§ **Task to complete**: From the line with "I would be grateful if you could mark the hanging" to the final line of the records, reproduce every line exactly and only those lines.

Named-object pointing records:
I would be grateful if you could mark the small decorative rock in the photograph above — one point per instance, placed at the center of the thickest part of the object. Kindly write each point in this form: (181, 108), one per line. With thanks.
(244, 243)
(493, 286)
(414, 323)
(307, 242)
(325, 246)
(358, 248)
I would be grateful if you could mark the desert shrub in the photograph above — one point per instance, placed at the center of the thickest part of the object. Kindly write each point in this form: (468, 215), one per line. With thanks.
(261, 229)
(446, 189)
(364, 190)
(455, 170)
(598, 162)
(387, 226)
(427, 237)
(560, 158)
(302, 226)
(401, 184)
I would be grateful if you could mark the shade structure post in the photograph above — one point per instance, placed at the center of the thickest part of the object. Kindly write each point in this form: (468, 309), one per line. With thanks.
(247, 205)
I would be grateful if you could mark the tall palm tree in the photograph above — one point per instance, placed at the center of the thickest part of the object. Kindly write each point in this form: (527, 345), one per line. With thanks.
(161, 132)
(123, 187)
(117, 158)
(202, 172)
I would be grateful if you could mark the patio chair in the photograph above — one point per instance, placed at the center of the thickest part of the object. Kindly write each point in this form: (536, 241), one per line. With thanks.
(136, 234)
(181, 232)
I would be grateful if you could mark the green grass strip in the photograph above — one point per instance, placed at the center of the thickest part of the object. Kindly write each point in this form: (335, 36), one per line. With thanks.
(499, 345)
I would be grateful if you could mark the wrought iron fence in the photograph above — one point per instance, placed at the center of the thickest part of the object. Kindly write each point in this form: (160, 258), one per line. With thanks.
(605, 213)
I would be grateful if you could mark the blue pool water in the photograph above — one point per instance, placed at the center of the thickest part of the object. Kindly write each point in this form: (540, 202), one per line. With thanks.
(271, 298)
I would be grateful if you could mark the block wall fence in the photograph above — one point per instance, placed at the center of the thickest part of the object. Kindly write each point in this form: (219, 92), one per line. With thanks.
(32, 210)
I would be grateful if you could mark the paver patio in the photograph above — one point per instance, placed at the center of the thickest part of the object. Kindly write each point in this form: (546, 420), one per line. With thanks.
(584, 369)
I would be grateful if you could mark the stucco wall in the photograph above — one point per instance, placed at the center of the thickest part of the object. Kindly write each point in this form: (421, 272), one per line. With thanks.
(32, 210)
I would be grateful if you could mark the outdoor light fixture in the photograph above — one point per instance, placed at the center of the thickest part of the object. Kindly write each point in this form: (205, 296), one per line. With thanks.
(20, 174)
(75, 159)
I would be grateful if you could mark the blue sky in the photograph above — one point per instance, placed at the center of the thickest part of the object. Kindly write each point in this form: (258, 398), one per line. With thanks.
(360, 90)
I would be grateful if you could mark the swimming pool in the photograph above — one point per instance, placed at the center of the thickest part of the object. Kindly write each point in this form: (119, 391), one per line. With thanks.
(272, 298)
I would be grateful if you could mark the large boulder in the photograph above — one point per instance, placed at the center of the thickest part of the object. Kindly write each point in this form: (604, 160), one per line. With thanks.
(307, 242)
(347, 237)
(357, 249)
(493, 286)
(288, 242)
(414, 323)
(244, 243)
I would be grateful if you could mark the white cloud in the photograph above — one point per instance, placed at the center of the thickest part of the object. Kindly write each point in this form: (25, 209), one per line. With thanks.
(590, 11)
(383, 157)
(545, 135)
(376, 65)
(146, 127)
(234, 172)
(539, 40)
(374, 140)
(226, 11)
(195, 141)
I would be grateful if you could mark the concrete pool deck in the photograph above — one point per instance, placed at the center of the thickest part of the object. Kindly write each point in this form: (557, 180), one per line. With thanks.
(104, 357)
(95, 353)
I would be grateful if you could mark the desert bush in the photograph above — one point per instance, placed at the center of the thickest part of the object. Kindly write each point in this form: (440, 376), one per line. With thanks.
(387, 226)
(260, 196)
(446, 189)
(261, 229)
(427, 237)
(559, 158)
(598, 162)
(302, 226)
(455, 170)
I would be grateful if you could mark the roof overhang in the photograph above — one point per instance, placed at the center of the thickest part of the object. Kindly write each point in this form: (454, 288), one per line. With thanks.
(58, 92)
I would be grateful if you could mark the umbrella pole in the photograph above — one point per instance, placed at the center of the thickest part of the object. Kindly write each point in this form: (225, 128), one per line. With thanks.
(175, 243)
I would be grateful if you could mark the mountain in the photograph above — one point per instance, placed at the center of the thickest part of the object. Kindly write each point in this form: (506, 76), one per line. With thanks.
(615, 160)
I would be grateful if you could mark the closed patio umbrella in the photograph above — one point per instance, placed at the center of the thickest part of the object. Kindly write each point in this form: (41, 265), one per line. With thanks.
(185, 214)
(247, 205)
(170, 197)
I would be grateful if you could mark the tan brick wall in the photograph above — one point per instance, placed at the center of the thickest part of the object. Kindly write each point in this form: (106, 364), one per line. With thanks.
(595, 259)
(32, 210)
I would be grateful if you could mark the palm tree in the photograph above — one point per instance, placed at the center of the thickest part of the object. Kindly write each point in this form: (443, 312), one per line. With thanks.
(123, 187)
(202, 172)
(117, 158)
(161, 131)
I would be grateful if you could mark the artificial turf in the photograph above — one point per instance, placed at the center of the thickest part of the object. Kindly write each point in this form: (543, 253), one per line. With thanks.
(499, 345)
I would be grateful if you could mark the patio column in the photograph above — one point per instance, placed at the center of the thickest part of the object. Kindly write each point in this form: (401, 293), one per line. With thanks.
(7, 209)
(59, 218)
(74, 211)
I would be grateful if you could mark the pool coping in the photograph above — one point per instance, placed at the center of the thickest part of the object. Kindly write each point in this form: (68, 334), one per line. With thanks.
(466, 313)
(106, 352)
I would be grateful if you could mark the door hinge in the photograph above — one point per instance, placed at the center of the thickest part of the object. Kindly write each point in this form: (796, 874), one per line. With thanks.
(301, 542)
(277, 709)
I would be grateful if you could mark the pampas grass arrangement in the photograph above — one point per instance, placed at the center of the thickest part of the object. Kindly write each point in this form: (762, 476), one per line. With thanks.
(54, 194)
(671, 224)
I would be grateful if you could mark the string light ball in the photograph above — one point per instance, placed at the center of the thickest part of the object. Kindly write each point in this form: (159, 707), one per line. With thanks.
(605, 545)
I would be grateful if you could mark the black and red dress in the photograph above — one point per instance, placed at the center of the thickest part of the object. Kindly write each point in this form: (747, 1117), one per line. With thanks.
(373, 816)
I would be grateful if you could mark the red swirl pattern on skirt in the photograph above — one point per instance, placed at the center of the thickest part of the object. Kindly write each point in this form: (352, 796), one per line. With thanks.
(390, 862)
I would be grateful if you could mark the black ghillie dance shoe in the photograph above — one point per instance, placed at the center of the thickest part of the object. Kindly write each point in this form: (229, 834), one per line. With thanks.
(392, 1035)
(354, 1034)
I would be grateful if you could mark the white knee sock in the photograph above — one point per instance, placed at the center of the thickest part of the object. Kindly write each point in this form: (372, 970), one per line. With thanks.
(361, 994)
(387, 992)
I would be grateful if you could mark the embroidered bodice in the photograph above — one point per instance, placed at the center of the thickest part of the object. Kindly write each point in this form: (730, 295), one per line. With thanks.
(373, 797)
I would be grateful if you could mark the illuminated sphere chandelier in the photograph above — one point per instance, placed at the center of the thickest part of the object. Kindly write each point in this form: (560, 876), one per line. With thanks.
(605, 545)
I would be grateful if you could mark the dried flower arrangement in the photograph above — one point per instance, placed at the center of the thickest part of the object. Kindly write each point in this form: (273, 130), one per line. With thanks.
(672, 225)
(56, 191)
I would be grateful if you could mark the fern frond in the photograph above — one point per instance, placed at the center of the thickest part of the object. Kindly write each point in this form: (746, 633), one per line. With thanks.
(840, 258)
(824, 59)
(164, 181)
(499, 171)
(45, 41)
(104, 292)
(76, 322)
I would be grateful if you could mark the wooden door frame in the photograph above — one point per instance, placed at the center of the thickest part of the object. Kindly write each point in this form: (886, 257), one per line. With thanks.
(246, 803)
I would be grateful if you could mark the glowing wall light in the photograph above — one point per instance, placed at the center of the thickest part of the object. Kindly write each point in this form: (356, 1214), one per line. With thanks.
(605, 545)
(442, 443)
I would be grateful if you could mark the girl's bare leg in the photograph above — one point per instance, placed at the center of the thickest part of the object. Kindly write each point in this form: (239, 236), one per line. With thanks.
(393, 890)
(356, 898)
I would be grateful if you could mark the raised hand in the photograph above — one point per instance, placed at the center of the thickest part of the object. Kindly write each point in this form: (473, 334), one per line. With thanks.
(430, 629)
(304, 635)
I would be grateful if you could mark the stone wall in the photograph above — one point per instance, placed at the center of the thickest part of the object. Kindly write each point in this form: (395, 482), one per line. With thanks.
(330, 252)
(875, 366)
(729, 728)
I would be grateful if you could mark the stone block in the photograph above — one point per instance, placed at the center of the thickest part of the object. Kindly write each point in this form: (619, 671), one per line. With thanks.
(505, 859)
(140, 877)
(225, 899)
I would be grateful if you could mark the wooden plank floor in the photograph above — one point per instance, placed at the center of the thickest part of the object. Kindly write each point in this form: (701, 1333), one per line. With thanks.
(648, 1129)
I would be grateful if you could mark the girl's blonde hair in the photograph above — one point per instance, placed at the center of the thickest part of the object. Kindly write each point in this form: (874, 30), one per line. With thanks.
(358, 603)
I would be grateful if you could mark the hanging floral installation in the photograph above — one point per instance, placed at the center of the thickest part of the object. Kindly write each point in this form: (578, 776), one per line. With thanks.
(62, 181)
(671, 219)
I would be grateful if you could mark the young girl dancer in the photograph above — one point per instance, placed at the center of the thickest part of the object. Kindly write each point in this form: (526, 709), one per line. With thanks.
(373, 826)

§ **Solution below**:
I would be grateful if you could mark the hanging floral installation in the photograph above — one point per instance, placed at the center of the thickest part of the object. Kindly write each point in this form: (578, 776), one per line. With thanks.
(62, 181)
(671, 219)
I would be grateful if you could mark the young girl dancer in the photograph above — one point per instance, placed at the center of the thickest part of the object. Kindly write each point in this form: (526, 709), one per line. With thanks.
(373, 826)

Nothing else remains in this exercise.